[Problem description]:
In the entries below, find the string "window" and return each line holding it.

Items from a data source

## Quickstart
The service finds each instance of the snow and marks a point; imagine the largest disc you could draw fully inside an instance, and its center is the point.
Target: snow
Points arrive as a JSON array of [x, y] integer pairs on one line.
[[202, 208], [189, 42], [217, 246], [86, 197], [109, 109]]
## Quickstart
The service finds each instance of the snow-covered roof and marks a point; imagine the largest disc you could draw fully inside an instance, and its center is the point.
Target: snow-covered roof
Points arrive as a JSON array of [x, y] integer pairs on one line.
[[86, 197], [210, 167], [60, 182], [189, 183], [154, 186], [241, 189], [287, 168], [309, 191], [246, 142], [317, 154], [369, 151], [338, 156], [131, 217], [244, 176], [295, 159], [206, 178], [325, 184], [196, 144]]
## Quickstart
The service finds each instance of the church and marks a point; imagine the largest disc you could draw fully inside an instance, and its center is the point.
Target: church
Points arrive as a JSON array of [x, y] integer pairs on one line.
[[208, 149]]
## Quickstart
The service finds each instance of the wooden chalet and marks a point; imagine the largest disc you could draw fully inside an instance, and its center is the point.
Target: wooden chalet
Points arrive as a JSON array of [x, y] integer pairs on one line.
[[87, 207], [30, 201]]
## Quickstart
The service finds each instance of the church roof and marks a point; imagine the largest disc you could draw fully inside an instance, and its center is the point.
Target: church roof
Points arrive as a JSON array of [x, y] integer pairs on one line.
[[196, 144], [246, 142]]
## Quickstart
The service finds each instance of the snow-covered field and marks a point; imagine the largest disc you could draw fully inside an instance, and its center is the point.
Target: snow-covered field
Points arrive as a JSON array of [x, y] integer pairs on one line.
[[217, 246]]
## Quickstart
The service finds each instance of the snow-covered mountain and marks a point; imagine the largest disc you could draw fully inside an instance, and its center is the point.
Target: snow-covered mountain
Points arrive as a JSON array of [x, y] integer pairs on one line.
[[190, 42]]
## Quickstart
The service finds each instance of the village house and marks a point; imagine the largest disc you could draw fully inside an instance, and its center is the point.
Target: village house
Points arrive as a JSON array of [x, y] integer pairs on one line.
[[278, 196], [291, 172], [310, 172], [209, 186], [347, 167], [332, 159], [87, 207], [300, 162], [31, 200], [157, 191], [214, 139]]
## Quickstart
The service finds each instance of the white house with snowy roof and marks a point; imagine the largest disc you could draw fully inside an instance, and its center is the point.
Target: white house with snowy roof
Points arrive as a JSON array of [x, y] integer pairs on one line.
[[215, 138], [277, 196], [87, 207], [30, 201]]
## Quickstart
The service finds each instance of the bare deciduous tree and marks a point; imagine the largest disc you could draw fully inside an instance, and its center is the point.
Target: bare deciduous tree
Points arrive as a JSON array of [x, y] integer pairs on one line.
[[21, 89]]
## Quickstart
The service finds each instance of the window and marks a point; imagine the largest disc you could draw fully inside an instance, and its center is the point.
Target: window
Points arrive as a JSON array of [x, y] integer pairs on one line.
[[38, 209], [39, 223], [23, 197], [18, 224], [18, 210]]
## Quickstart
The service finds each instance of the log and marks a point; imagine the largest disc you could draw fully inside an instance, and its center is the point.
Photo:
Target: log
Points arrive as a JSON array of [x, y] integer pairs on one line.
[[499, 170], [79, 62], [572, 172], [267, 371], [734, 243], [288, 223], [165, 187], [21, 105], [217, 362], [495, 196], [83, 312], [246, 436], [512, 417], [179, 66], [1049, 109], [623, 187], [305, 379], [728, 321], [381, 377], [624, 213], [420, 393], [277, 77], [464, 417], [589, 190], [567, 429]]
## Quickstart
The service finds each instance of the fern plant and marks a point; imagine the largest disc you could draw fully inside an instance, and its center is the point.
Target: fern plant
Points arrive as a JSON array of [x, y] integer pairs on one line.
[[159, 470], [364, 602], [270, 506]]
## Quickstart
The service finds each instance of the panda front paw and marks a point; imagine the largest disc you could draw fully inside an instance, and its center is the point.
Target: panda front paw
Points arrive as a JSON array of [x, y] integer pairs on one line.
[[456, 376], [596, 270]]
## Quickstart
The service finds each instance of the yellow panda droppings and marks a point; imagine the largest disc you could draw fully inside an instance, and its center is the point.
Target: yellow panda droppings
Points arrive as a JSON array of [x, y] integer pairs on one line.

[Your response]:
The service finds each instance of the window and marks a point; imagine the largest disc you could draw fully inside an instance, and its center is the point.
Target: window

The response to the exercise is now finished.